If I power up on AC power (whether SLi is disabled or not) I don't get a BSOD.
If I power up on battery with SLi enabled, I get 4 BSODs out of every 5 attempts.

Now if only I can remember where on earth I read that the D901C must not be powered on by battery if SLi is enabled.........  I'll do a quick search...

Btw, I posted some photos in my other thread.


----------



## LiveOrDie (Jul 24, 2008)

Black Panther said:


> I checked and re-checked and re-checked.
> 
> The BSOD/Reboot only happens if:
> 1) I power up on battery; and
> ...



you mite not have the power to boot with sli, in the power setting should be set on laptop


----------



## Black Panther (Jul 24, 2008)

Live OR Die --- that appears to be the only logical explanation.



Mussels said:


> as for UAC, go to start->run (or hit windows R) and type  MSCONFIG. on the last tab, there is a 'disable UAC' option. click that then hit launch... on a reboot its gone.



That worked... but now I get a warning every time I boot saying that UAC is turned off, and the red shield warning in the taskbar.

Any idea how to turn _those_ off now? 

Ehhhhhh Vista!!!


----------



## Triprift (Jul 24, 2008)

yep go to control panel then security centre then click on change the way security centre alerts me and you can disable the msg and the icon from there.


----------



## Mussels (Jul 24, 2008)

Triprift said:


> yep go to control panel then security centre then click on change the way security centre alerts me and you can disable the msg and the icon from there.



^ he beat me to it.

you can actually get to the menu by clicking that prompt - i just disable all warnings.


----------



## Black Panther (Jul 24, 2008)

Thanks to both. 

I'm guessing I'd be needing a lot of Vista help........ 

Like getting a message and actually installing flashplayer. Then I'd get the same message again....

Also I keep benchmarks history on the internet at pcpitstop.com -- it's not allowing me to download the activeX thingie...

Well, I downloaded tweakguide's for Vista, and will be giving it a read tonight, so I'll try to hold on the questions!


----------



## Black Panther (Jul 25, 2008)

Suxxxx, it started doing it again randomly, whether on battery or not, Sli enabled or not.

EXTRACTED INFORMATION =

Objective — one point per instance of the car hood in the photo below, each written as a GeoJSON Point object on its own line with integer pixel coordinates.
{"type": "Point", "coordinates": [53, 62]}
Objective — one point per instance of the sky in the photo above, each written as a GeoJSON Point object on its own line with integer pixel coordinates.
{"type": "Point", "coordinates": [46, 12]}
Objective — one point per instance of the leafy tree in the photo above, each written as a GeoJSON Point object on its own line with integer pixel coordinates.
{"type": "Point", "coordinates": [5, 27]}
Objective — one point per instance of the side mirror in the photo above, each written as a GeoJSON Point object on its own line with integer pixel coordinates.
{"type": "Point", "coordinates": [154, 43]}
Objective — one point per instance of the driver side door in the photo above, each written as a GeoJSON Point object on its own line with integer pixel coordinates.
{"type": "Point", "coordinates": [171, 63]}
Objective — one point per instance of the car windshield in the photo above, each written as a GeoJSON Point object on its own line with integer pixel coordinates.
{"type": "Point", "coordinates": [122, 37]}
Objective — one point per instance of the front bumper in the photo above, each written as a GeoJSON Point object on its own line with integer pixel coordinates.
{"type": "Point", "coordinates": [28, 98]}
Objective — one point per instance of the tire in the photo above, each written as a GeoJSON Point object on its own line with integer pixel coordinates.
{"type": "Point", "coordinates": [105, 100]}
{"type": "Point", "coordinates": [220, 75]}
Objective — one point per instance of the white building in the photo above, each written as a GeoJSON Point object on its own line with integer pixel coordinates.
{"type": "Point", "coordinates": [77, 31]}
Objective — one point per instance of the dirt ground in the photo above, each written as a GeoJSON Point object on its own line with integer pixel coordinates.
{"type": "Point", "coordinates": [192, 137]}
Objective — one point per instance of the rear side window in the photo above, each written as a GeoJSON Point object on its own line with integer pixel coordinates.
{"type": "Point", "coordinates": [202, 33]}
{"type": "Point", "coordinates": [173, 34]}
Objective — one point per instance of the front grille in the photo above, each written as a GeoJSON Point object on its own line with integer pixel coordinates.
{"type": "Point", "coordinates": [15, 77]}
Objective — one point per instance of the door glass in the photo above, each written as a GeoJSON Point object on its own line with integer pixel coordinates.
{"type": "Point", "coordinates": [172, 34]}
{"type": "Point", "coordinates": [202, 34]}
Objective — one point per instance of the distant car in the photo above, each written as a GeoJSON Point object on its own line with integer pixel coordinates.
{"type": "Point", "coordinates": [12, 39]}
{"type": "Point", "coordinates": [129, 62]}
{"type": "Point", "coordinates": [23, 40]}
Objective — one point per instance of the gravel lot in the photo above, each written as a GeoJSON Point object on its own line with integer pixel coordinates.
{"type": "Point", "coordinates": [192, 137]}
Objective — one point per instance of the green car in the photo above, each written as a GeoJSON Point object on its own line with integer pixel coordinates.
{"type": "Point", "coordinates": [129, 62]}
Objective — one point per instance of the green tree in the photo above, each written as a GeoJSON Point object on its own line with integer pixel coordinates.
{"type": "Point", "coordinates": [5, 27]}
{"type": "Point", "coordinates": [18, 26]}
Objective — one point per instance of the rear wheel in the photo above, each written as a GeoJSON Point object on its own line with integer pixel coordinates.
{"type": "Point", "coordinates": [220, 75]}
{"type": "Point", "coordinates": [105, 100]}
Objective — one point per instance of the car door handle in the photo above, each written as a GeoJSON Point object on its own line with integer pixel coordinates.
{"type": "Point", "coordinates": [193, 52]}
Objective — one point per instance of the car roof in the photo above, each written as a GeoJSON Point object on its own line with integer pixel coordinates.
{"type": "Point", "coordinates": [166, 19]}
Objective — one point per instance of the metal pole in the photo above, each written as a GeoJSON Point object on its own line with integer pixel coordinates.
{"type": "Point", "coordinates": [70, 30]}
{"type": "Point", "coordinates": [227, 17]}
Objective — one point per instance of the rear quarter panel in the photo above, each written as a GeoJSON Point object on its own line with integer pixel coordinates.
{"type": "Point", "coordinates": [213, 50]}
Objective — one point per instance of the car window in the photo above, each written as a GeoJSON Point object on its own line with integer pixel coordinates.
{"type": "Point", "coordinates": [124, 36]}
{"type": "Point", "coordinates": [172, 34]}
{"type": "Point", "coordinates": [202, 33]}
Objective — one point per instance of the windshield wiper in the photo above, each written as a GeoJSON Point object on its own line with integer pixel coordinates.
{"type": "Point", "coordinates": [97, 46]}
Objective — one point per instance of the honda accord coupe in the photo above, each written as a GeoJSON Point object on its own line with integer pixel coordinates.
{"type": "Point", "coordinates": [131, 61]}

REQUEST 1 =
Using the forum thread above, decide whether each statement agrees with it: (a) powering up on AC power does not produce a BSOD; (b) disabling UAC through MSCONFIG did not work; (c) by July 25 the problem happened only when powering up on battery. Answer yes or no for each, and quote the deciding words of the thread exactly.
REQUEST 2 =
Reproduce the part of the forum thread above that opens with the words containing "Well, I downloaded" and closes with "enabled or not.", character for character.

RESULT 1 =
(a) Yes: "If I power up on AC power (whether SLi is disabled or not) I don't get a BSOD."
(b) No: "That worked... but now I get a warning every time I boot saying that UAC is turned off"
(c) No: "it started doing it again randomly, whether on battery or not, Sli enabled or not."

RESULT 2 =
Well, I downloaded tweakguide's for Vista, and will be giving it a read tonight, so I'll try to hold on the questions!


----------



## Black Panther (Jul 25, 2008)

Suxxxx, it started doing it again randomly, whether on battery or not, Sli enabled or not.